### [Zitierter Text]
Generell sind viele praktische Anwendungen für den neuen Werkstoff denkbar. Ob im Lebensmittelbereich als Einleger oder Schalen, etwa für Pralinen, Obst und Gemüse oder im Non-Food-Bereich als Verpackung für technische Bauteile beziehungsweise Kosmetik oder im Automobilbereich – alles sei denkbar, so Korbmann.

Weiterhin sind auch Versuche mit Recyclingpapier geplant. Für die bisherigen Arbeiten mit neuem Papier wurden die Fasern gekauft, und die Papiere im Institutsteil Gernsbach selbst hergestellt. „Recyclingpapier ist nicht eindeutig charakterisierbar, deshalb musste die Technologie an sich erst stehen. Diese Möglichkeit wird aber nun ein nächster Schritt unserer Arbeit sein“, berichtet Korbmann.

Außerdem werden alle möglichen Routen in der konkreten Anwendung geprüft. Marktanalysen und Entwürfe für die Produkte sind gemacht. Aktuell erstellt das Team die Demonstratoren: „Das heißt, richtige Anschauungsmuster für Verpackungslösungen“, so die wissenschaftliche Mitarbeiterin. „Diese Prototypen werden wir dann genauestens charakterisieren. Das heißt, nun stehen gar nicht mehr so viele Experimente an, sondern die konkrete Anwendung.“

In einem Nachfolgeprojekt, für das zurzeit ein Konzept ausgearbeitet wird, soll es um die Anpassung der Anlagentechnik und die Überführung der Methodik vom Labor- in den Industriemaßstab gehen. Gespräche mit Material- und Verpackungsherstellern gab es zwar parallel von Anfang an, sie sollen auch in Zukunft weitergeführt und selbstverständlich auch mit Anfragen aus dem Handel und von Markenartiklern kombiniert werden, die es bereits zunehmend gibt.

### [Bereitgestellte Zeilen]

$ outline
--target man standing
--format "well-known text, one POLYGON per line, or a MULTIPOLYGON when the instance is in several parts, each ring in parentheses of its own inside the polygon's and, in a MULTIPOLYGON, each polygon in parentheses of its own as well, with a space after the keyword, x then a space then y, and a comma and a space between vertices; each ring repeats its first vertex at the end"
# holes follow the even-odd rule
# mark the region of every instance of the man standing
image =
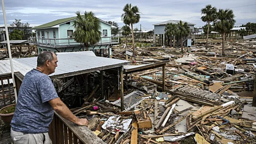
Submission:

### [Aufgabenstellung]
[A] Übertragen Sie den Satz „Weiterhin sind auch Versuche mit Recyclingpapier geplant.“ aus dem zitierten Text ins Englische.
[B] Nennen Sie alle Lebensmittel, die der zitierte Text als Beispiele für Einleger oder Schalen anführt.
[C] Entnehmen Sie dem zitierten Text wörtlich den Abschnitt, der bei den Worten „In einem Nachfolgeprojekt, für“ beginnt und nach den Worten „bereits zunehmend gibt.“ endet.

### [Lösungen je Aufgabe]
[A] Furthermore, trials with recycled paper are also planned.

[B] Pralinen, Obst, Gemüse

[C]
In einem Nachfolgeprojekt, für das zurzeit ein Konzept ausgearbeitet wird, soll es um die Anpassung der Anlagentechnik und die Überführung der Methodik vom Labor- in den Industriemaßstab gehen. Gespräche mit Material- und Verpackungsherstellern gab es zwar parallel von Anfang an, sie sollen auch in Zukunft weitergeführt und selbstverständlich auch mit Anfragen aus dem Handel und von Markenartiklern kombiniert werden, die es bereits zunehmend gibt.